## Given data
++++++++++++++++++++

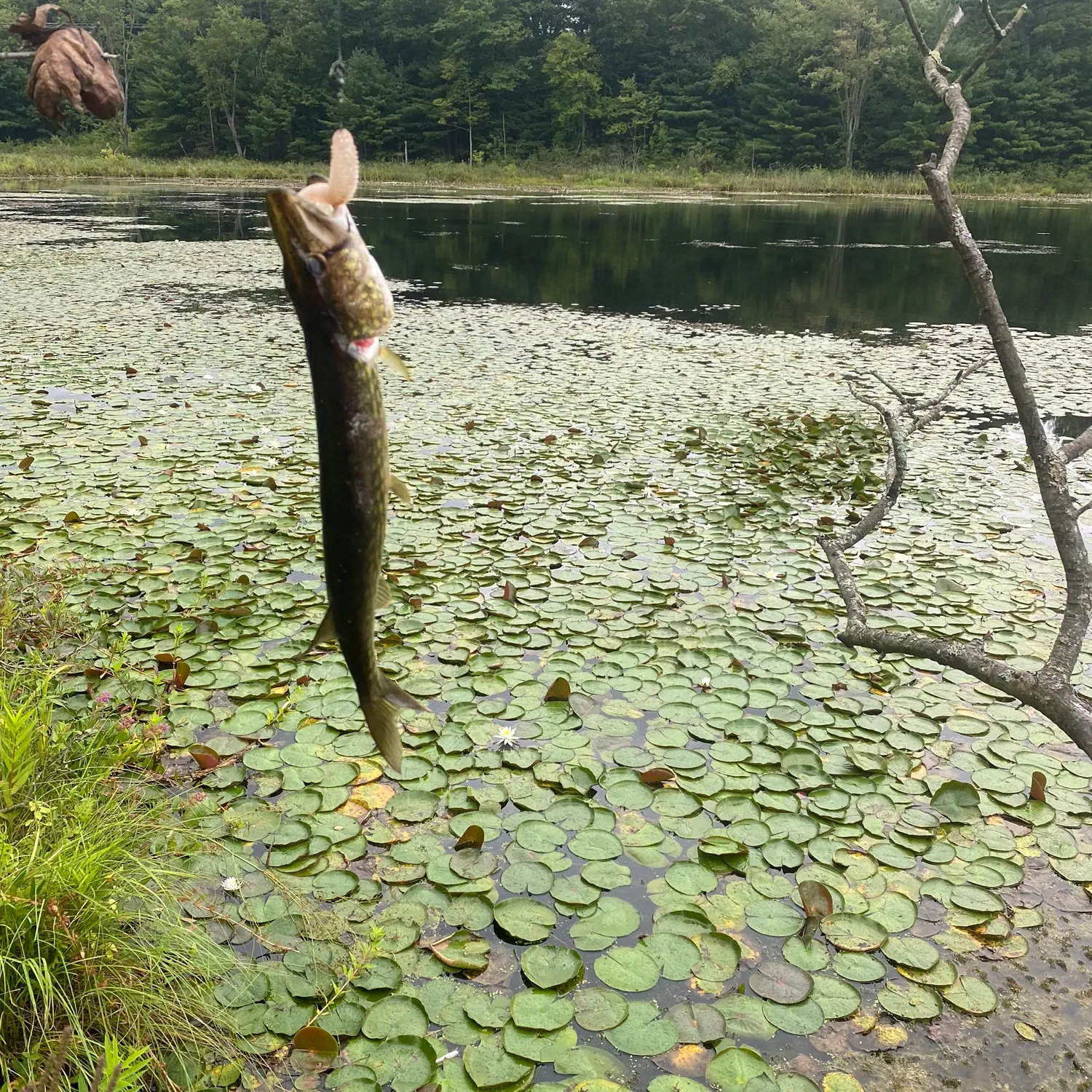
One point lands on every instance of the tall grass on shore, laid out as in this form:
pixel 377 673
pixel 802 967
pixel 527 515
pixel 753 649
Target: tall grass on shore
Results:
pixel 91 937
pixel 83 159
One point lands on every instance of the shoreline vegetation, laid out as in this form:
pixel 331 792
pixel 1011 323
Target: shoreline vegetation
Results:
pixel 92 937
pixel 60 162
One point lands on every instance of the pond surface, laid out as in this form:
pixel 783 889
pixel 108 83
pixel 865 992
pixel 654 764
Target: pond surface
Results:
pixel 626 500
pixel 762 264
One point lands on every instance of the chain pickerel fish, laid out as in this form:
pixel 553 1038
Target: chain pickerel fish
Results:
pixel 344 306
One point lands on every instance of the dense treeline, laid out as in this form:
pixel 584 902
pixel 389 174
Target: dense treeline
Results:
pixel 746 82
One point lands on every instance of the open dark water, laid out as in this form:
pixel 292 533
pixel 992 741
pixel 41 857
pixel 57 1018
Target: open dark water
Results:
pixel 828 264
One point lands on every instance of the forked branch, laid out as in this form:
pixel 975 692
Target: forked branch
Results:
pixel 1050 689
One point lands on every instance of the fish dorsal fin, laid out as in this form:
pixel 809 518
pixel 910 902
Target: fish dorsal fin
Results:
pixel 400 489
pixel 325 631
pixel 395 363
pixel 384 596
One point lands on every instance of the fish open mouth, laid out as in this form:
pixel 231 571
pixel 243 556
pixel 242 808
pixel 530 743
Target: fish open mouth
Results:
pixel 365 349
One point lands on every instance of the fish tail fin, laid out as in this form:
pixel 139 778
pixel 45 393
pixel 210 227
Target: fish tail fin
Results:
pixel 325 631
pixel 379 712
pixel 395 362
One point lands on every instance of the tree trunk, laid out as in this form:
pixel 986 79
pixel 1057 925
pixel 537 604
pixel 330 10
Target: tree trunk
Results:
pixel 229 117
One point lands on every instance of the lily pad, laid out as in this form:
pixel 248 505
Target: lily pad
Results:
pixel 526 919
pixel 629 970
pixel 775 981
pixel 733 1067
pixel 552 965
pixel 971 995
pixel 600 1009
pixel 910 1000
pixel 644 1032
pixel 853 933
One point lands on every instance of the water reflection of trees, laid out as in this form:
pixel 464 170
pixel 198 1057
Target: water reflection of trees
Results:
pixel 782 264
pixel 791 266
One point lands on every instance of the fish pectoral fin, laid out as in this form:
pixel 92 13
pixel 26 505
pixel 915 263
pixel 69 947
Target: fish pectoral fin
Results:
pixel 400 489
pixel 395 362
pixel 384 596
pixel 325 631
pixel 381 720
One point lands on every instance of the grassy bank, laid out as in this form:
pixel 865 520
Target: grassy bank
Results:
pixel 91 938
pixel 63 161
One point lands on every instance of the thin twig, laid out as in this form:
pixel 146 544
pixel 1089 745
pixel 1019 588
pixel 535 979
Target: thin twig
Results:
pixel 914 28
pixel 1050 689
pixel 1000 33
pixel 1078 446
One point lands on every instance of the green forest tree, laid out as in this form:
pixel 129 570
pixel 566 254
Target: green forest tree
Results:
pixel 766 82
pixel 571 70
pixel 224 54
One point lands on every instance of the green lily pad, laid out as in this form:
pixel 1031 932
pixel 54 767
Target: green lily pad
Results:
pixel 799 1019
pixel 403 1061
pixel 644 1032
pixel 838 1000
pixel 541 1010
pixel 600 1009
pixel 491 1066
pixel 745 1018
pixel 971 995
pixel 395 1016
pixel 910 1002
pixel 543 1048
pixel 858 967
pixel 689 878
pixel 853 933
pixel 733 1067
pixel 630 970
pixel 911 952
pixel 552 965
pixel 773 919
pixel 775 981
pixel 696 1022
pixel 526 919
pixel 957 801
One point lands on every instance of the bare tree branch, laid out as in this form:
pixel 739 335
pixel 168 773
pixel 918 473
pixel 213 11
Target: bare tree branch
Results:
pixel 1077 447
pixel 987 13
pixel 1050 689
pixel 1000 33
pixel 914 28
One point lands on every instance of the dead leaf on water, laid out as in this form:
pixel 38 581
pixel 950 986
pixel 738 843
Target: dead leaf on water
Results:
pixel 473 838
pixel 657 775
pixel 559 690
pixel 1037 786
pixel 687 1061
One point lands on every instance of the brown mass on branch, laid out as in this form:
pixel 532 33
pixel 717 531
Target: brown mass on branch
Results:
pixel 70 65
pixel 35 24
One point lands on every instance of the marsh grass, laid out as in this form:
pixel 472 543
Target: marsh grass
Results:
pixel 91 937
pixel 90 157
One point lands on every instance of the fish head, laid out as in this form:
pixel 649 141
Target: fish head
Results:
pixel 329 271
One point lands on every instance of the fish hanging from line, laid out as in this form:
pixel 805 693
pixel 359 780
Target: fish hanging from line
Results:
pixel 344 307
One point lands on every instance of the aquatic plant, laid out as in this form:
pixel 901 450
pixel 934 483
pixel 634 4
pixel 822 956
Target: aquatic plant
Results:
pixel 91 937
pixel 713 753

++++++++++++++++++++

## Task to carry out
Work out how many lines in the records include "tall". Only the number should be given.

## Response below
2